** START Selected text **
My biggest eye openers were (1) meeting and training with Sensei Jay S. Penfil, his knowledge runs deep like a well, and (2) stumbling upon Sensei Iain Abernethy's website, followed by printing and sharing his articles, email contact, and an amazing seminar in Canada.

Having come from a KMA background I can say this, the Korean Maters did not develop the same depth as the Okinawans did in their forms.  That does not mean that the Korean versions of the older forms, or even some of the Korean-born forms, are bad or worthless.  It just means that when you start to consider practicality, you may find yourself changing some of the details in how you perform your technique and your form.  All the forms I train with have changed, for the better.


----------



## StuartA (Apr 4, 2009)

Errant108 said:


> There's no such thing as hidden techniques.


How true.. there are only techniques for _open_ eyes and _closed_ eyes!



> There is such things as people who were clueless as to what they were actually doing.


I think thats a bit harsh.. people were misled in a _'blind leading the blind'_ type of thing, but in todays society, with the information available, there is no excuse for perpertrating the same old misguided myths.. so I guess, those guys really are clueles in a way!

Stuart


----------



## exile (Apr 4, 2009)

I think there's a big difference between being uninformed and being clueless... if you're uninformed, it just means you haven't had access to certain information. Cluelessness, to me, includes across-the-board rejection of any information that comes your way which doesn't match your preconceptions, without even scrutinizing or testing it out. The Mediæval peasants who didn't know that the solar system contained other planets with similar properties to earth were uninformed. The guys who refused to look through Galileo's telescope to see the moons of Jupiter... _they_ were clueless. It's a difference in _attitude_...


----------



## terryl965 (Apr 4, 2009)

I am simply amazed at some of the responses so far. I for one believe every tech. can have hidden movements inside them and can have more than one variation.

I know alot of you here and it is like clockwork on the responses we are getting. Poomsae are more than just movements, now with that being said some of the newer ones may not have the same meaning as the older ones, but stil it has to have more than just a movement, there has to be practical application for Self Defense or why have them at all. Those that believe there is nothing beyond the movement than I feel sorry in a way of your training, Poomsaes means alot more and complicated than that. I hope I did not offend anyone but just my personal obsevation here.


----------



## Brad Dunne (Apr 4, 2009)

I think Terry has hit upon half the equation........"can have hidden movements inside them and can have more than one variation."

I lean more towards the "more than one variation" in lieu of the "hidden" aspect. You can take any form and within the context of that form, vary a movement/technique and you have uncovered nothing hidden, but just something different.


----------



## exile (Apr 4, 2009)

terryl965 said:


> I am simply amazed at some of the responses so far. I for one believe every tech. can have hidden movements inside them and can have more than one variation.
> 
> I know alot of you here and it is like clockwork on the responses we are getting. Poomsae are more than just movements, now with that being said some of the newer ones may not have the same meaning as the older ones, but stil it has to have more than just a movement, *there has to be practical application for Self Defense or why have them at all.* Those that believe there is nothing beyond the movement than I feel sorry in a way of your training, Poomsaes means alot more and complicated than that. I hope I did not offend anyone but just my personal obsevation here.
** END Selected text **
Directive A: Reproduce the records from their first line up to and including the line that contains "left=567, top=199, right=587, bottom=211".
** START Given information **
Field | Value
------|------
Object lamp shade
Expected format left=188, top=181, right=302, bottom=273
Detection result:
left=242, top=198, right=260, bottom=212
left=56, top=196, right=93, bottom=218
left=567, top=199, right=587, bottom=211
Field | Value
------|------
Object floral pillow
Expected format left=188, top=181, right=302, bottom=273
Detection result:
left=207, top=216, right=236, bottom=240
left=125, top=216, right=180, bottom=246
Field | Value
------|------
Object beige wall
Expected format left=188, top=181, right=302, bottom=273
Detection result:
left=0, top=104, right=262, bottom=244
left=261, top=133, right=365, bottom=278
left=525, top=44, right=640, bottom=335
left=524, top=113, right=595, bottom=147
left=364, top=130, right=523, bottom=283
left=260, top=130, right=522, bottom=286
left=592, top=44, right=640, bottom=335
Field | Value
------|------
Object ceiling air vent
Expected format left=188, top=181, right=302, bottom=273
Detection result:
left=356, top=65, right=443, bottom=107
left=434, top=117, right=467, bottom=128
** END Given information **
Directive B: Write out the passage of the forum thread from "I think there's" up to and including "difference in _attitude_...".

Exercise output A:
Field | Value
------|------
Object lamp shade
Expected format left=188, top=181, right=302, bottom=273
Detection result:
left=242, top=198, right=260, bottom=212
left=56, top=196, right=93, bottom=218
left=567, top=199, right=587, bottom=211

Exercise output B:
I think there's a big difference between being uninformed and being clueless... if you're uninformed, it just means you haven't had access to certain information. Cluelessness, to me, includes across-the-board rejection of any information that comes your way which doesn't match your preconceptions, without even scrutinizing or testing it out. The Mediæval peasants who didn't know that the solar system contained other planets with similar properties to earth were uninformed. The guys who refused to look through Galileo's telescope to see the moons of Jupiter... _they_ were clueless. It's a difference in _attitude_...